◆ RECORDS SHOWN ◆
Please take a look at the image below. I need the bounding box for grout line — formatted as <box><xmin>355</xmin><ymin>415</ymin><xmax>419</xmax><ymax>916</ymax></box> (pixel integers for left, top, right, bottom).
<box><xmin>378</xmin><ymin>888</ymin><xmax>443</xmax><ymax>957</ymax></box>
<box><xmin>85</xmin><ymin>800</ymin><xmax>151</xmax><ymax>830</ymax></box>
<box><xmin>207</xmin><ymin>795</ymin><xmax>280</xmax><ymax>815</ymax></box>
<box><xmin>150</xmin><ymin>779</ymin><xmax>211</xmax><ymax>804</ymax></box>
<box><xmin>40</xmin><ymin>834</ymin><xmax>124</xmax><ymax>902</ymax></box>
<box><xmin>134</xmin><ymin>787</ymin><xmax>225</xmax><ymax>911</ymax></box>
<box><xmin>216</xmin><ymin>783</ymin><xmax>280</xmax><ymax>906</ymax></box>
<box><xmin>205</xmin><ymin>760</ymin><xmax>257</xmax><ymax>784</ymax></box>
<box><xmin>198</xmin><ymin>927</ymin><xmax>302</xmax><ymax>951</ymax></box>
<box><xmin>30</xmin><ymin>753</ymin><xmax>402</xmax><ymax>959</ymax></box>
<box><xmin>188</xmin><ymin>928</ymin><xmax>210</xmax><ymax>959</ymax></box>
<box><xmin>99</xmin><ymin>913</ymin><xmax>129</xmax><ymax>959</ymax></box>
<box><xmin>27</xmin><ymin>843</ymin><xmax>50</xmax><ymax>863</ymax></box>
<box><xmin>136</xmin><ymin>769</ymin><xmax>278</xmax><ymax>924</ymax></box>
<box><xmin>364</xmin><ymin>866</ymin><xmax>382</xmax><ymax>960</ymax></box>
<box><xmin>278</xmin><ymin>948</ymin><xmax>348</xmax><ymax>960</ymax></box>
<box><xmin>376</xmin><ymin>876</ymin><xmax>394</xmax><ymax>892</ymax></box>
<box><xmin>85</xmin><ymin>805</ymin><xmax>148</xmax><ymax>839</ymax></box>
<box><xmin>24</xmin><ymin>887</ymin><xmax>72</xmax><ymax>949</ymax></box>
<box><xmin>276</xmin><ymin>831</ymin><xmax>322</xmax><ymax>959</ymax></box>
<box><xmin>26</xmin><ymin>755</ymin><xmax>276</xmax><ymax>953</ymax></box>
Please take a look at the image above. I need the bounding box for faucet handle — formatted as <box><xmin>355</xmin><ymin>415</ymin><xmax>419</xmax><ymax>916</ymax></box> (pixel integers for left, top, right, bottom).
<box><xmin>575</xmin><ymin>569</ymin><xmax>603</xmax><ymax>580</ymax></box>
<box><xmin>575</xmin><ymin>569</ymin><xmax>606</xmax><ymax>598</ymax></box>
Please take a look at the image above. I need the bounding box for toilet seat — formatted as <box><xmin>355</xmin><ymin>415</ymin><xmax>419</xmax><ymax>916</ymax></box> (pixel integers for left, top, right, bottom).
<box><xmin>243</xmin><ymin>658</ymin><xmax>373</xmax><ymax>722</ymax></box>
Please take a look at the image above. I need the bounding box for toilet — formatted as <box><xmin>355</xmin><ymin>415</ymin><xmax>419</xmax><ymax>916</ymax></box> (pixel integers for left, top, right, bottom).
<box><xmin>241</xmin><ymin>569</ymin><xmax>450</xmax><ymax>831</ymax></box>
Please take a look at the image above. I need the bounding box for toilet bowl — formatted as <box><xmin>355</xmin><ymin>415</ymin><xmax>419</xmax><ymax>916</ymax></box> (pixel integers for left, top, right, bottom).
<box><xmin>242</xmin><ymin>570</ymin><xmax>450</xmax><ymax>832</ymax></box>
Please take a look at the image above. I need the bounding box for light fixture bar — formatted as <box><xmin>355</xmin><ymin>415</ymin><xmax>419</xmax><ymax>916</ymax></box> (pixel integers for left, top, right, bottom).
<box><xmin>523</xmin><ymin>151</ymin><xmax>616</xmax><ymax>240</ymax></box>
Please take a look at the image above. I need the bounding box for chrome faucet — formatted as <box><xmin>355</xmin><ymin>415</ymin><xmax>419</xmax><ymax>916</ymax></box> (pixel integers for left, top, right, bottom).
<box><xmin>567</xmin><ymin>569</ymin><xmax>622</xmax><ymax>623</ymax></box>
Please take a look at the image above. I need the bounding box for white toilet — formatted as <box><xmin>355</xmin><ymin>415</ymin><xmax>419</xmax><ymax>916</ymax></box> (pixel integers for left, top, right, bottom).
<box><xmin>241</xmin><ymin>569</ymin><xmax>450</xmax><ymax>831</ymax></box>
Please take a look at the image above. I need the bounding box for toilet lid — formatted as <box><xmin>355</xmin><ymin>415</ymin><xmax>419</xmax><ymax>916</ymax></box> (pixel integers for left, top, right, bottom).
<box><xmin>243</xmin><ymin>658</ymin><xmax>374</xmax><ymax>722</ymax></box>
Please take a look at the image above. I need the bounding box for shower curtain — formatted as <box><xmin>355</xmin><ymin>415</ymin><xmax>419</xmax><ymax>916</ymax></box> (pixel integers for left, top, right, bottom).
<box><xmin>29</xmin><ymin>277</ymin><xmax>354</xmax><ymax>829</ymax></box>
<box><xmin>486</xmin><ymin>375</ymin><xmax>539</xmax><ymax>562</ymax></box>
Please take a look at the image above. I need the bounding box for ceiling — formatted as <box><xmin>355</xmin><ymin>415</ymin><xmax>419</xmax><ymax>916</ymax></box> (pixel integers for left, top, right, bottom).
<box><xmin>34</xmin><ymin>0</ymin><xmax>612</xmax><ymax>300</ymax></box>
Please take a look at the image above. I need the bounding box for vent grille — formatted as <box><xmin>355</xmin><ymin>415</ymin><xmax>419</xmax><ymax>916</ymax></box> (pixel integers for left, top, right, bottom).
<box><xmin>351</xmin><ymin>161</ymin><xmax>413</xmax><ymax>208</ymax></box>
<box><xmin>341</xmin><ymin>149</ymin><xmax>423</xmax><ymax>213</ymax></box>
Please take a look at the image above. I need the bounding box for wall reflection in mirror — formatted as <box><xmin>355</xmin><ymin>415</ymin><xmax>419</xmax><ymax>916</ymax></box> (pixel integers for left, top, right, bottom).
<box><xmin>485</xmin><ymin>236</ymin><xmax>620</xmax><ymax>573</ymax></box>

◆ TASK DETAILS ◆
From the first line through the last, repeat the entries exactly.

◆ COMPLETED EXERCISE ◆
Please take a look at the image below. I need the bounding box for grout line — formatted as <box><xmin>355</xmin><ymin>415</ymin><xmax>419</xmax><ymax>916</ymax></box> (pixel integers for left, top, right, bottom).
<box><xmin>378</xmin><ymin>888</ymin><xmax>443</xmax><ymax>957</ymax></box>
<box><xmin>85</xmin><ymin>800</ymin><xmax>151</xmax><ymax>830</ymax></box>
<box><xmin>207</xmin><ymin>795</ymin><xmax>280</xmax><ymax>815</ymax></box>
<box><xmin>150</xmin><ymin>779</ymin><xmax>211</xmax><ymax>804</ymax></box>
<box><xmin>40</xmin><ymin>834</ymin><xmax>124</xmax><ymax>902</ymax></box>
<box><xmin>134</xmin><ymin>787</ymin><xmax>225</xmax><ymax>911</ymax></box>
<box><xmin>216</xmin><ymin>783</ymin><xmax>280</xmax><ymax>906</ymax></box>
<box><xmin>205</xmin><ymin>760</ymin><xmax>257</xmax><ymax>784</ymax></box>
<box><xmin>198</xmin><ymin>927</ymin><xmax>302</xmax><ymax>951</ymax></box>
<box><xmin>30</xmin><ymin>753</ymin><xmax>402</xmax><ymax>959</ymax></box>
<box><xmin>188</xmin><ymin>928</ymin><xmax>210</xmax><ymax>959</ymax></box>
<box><xmin>99</xmin><ymin>913</ymin><xmax>129</xmax><ymax>959</ymax></box>
<box><xmin>27</xmin><ymin>843</ymin><xmax>50</xmax><ymax>863</ymax></box>
<box><xmin>136</xmin><ymin>769</ymin><xmax>278</xmax><ymax>924</ymax></box>
<box><xmin>364</xmin><ymin>866</ymin><xmax>382</xmax><ymax>960</ymax></box>
<box><xmin>278</xmin><ymin>948</ymin><xmax>348</xmax><ymax>960</ymax></box>
<box><xmin>376</xmin><ymin>876</ymin><xmax>394</xmax><ymax>892</ymax></box>
<box><xmin>85</xmin><ymin>805</ymin><xmax>148</xmax><ymax>839</ymax></box>
<box><xmin>24</xmin><ymin>887</ymin><xmax>72</xmax><ymax>949</ymax></box>
<box><xmin>276</xmin><ymin>831</ymin><xmax>322</xmax><ymax>959</ymax></box>
<box><xmin>26</xmin><ymin>755</ymin><xmax>276</xmax><ymax>953</ymax></box>
Please take a look at the image above. I need the bounding box for faucet handle — formatted as <box><xmin>355</xmin><ymin>415</ymin><xmax>419</xmax><ymax>916</ymax></box> (pixel integers for left, top, right, bottom).
<box><xmin>575</xmin><ymin>569</ymin><xmax>603</xmax><ymax>580</ymax></box>
<box><xmin>575</xmin><ymin>569</ymin><xmax>606</xmax><ymax>598</ymax></box>
Please take a look at the image above. I need the bounding box for toilet seat — formatted as <box><xmin>355</xmin><ymin>415</ymin><xmax>419</xmax><ymax>916</ymax></box> (pixel integers for left, top, right, bottom).
<box><xmin>243</xmin><ymin>658</ymin><xmax>373</xmax><ymax>722</ymax></box>
Please take a look at the image above. I need the bounding box for toilet — formatted as <box><xmin>355</xmin><ymin>415</ymin><xmax>419</xmax><ymax>916</ymax></box> (pixel integers for left, top, right, bottom).
<box><xmin>241</xmin><ymin>569</ymin><xmax>450</xmax><ymax>831</ymax></box>
Please take a look at the image above. I need the bounding box for toilet bowl — formatted as <box><xmin>355</xmin><ymin>415</ymin><xmax>419</xmax><ymax>916</ymax></box> (pixel integers for left, top, right, bottom).
<box><xmin>242</xmin><ymin>570</ymin><xmax>450</xmax><ymax>832</ymax></box>
Please take a look at the image above. I need the bounding box for light fixture bar — formatted as <box><xmin>355</xmin><ymin>415</ymin><xmax>419</xmax><ymax>916</ymax></box> (pixel integers for left, top, right, bottom).
<box><xmin>523</xmin><ymin>151</ymin><xmax>616</xmax><ymax>240</ymax></box>
Please take a look at the image above. I need the bounding box for chrome faucet — formatted as <box><xmin>355</xmin><ymin>415</ymin><xmax>419</xmax><ymax>916</ymax></box> (pixel integers for left, top, right, bottom).
<box><xmin>567</xmin><ymin>569</ymin><xmax>622</xmax><ymax>623</ymax></box>
Please take a look at the image above. I need the bounding box for white toilet — formatted as <box><xmin>355</xmin><ymin>415</ymin><xmax>419</xmax><ymax>916</ymax></box> (pixel integers for left, top, right, bottom).
<box><xmin>241</xmin><ymin>569</ymin><xmax>450</xmax><ymax>831</ymax></box>
Please take a look at the image above. I need the bounding box for toilet lid — formatted as <box><xmin>355</xmin><ymin>415</ymin><xmax>419</xmax><ymax>916</ymax></box> (pixel integers for left, top, right, bottom).
<box><xmin>243</xmin><ymin>658</ymin><xmax>374</xmax><ymax>722</ymax></box>
Please take a look at the image above. I need the bounding box for shower curtain — formatted as <box><xmin>355</xmin><ymin>415</ymin><xmax>419</xmax><ymax>916</ymax></box> (pixel integers for left, top, right, bottom).
<box><xmin>29</xmin><ymin>277</ymin><xmax>354</xmax><ymax>829</ymax></box>
<box><xmin>486</xmin><ymin>375</ymin><xmax>539</xmax><ymax>562</ymax></box>
Please take a look at the image above. I need the bounding box for ceiling — formatted as <box><xmin>355</xmin><ymin>415</ymin><xmax>419</xmax><ymax>916</ymax></box> (pixel integers for left, top, right, bottom).
<box><xmin>34</xmin><ymin>0</ymin><xmax>612</xmax><ymax>300</ymax></box>
Please take a look at the image above. I need the bounding box for vent grille — formatted as <box><xmin>355</xmin><ymin>415</ymin><xmax>419</xmax><ymax>916</ymax></box> (pixel integers for left, top, right, bottom).
<box><xmin>351</xmin><ymin>161</ymin><xmax>413</xmax><ymax>208</ymax></box>
<box><xmin>341</xmin><ymin>149</ymin><xmax>423</xmax><ymax>213</ymax></box>
Please take a look at the image above. I need the bounding box for wall reflection in mirror — formatted as <box><xmin>355</xmin><ymin>415</ymin><xmax>419</xmax><ymax>916</ymax></box> (pixel integers for left, top, right, bottom).
<box><xmin>485</xmin><ymin>236</ymin><xmax>620</xmax><ymax>573</ymax></box>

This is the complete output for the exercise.